> [Problem details]:
All that should appear is the line containing "Annotation guideline: for every instance of the night" and the lines after it in the records below, each reproduced exactly.

> [Records provided]:
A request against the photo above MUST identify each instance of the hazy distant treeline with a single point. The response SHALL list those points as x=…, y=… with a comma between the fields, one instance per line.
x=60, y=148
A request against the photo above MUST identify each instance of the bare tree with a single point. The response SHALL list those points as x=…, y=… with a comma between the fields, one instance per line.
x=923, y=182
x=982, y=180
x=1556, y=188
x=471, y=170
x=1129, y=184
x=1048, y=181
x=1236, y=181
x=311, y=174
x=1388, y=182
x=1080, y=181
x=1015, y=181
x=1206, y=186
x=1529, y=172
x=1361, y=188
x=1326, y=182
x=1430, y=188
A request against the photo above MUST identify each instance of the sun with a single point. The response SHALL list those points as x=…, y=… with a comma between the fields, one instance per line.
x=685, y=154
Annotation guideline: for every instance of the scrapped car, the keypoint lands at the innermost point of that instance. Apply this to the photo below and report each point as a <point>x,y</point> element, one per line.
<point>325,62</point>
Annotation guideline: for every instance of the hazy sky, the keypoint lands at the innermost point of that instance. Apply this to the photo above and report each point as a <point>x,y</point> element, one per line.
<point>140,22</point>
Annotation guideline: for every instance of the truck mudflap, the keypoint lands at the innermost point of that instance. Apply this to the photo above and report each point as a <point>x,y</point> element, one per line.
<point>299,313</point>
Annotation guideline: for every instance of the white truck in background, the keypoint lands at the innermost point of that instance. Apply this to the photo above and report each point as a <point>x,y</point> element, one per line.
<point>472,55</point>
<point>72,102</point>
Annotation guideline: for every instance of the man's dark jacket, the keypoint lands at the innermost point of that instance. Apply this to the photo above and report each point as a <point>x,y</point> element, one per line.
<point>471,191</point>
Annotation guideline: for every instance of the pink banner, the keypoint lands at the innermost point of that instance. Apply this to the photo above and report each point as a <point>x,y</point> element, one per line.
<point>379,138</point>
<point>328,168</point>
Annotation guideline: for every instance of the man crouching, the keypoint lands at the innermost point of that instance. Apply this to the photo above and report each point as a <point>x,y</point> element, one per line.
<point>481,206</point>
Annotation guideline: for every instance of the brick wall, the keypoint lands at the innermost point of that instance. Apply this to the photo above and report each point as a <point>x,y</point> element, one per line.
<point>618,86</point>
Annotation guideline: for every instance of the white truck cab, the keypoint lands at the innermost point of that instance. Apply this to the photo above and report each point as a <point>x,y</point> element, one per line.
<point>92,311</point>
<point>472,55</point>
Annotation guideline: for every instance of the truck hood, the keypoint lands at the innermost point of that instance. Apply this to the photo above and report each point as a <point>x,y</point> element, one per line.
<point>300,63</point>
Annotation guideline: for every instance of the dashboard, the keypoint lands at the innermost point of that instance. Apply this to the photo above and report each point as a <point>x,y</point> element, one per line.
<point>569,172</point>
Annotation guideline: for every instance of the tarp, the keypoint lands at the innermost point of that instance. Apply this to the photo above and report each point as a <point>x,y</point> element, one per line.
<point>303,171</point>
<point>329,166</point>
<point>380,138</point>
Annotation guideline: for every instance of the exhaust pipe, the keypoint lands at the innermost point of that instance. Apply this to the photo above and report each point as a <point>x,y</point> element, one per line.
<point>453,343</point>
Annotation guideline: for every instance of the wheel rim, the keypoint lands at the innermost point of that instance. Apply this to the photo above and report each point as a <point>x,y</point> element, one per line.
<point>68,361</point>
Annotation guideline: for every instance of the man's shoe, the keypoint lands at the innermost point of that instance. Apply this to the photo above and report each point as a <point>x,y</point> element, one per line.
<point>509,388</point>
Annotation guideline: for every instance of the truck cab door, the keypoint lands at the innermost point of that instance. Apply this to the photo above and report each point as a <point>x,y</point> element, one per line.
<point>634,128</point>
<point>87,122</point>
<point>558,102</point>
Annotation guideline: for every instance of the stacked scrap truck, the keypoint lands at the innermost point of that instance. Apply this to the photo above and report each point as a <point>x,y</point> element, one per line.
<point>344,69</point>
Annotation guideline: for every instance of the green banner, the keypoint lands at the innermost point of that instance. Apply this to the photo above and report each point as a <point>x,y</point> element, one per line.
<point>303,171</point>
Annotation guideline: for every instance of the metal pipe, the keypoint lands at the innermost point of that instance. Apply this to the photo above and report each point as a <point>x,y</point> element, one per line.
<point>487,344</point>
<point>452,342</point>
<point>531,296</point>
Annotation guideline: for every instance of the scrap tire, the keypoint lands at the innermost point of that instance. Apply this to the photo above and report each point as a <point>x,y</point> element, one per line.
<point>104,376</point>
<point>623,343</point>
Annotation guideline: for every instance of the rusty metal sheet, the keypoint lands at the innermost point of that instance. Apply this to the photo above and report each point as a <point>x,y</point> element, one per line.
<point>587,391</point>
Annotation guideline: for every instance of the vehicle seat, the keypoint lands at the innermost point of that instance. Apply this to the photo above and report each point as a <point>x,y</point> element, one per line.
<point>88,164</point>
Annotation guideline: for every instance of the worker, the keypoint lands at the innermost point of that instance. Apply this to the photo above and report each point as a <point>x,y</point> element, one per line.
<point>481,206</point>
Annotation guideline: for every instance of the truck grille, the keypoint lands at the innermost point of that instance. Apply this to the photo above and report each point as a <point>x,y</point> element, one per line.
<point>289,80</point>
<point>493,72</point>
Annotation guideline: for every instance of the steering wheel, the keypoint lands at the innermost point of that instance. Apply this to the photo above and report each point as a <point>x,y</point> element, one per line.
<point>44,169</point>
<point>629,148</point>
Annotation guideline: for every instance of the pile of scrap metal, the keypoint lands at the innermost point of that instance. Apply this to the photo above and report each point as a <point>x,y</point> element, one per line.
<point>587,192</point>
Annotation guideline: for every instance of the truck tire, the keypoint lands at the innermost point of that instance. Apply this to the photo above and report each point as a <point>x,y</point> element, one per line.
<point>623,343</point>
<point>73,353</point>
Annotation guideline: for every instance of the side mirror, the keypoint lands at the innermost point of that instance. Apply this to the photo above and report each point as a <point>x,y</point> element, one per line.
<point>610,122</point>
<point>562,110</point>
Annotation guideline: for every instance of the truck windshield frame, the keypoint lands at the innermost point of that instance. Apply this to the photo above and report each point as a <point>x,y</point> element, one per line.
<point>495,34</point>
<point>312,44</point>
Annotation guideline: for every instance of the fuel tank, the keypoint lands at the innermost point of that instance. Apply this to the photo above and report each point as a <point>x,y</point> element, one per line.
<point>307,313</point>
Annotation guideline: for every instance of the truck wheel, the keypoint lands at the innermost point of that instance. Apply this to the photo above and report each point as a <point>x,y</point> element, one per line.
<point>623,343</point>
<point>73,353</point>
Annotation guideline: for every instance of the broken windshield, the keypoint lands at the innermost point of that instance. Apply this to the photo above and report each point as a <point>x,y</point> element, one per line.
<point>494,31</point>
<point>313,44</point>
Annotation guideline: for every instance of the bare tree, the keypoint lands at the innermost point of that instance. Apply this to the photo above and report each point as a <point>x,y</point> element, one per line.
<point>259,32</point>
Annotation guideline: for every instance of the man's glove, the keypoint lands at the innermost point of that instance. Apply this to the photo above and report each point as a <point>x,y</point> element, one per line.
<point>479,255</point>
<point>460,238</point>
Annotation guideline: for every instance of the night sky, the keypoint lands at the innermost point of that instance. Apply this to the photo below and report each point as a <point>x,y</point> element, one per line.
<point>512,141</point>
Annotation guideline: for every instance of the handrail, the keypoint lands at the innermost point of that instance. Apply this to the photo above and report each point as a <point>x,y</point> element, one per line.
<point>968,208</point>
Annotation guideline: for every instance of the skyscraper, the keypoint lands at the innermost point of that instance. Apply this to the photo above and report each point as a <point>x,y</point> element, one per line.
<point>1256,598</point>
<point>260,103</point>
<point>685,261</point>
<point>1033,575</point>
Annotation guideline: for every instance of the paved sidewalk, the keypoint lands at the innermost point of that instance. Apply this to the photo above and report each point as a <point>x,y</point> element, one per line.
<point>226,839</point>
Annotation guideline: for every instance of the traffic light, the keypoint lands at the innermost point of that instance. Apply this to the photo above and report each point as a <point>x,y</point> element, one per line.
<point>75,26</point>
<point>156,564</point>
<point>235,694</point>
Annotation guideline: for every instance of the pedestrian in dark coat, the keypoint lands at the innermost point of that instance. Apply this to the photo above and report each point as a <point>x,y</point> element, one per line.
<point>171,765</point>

> [Exercise response]:
Annotation guideline: for every instance of the night sky, the keypoint lands at the innermost point of that instance. Apply this to the photo below and report each point as a <point>x,y</point> element, one per line.
<point>512,141</point>
Annotation guideline: for every instance of the handrail, the keypoint lands at the innermost point of that instance. Apply this to the photo above and report each point as a <point>x,y</point> element, one per line.
<point>968,208</point>
Annotation guideline: for every instance of the skyscraper, the keypoint lands at the innermost point of that instance. Apply this to the photo above and report each point as a <point>x,y</point> element, one per line.
<point>1256,598</point>
<point>260,103</point>
<point>685,261</point>
<point>1033,575</point>
Annotation guideline: for every instance of the paved sidewalk, the keypoint lands at the innermost point of that instance. Apply this to the photo above and report each point as a <point>x,y</point> element, one per line.
<point>226,839</point>
Annotation guideline: for every instance of the traffic light, the keypoint lands at the innermost point of that instance. Apply this to the photo above and report each point as a <point>x,y</point> element, one per line.
<point>75,26</point>
<point>156,564</point>
<point>235,694</point>
Annotation guideline: for every instance of the pedestrian in dark coat, the keypoint lands at the innermost point of that instance. Apply this to the photo above and report each point as a <point>x,y</point> element, one per line.
<point>171,765</point>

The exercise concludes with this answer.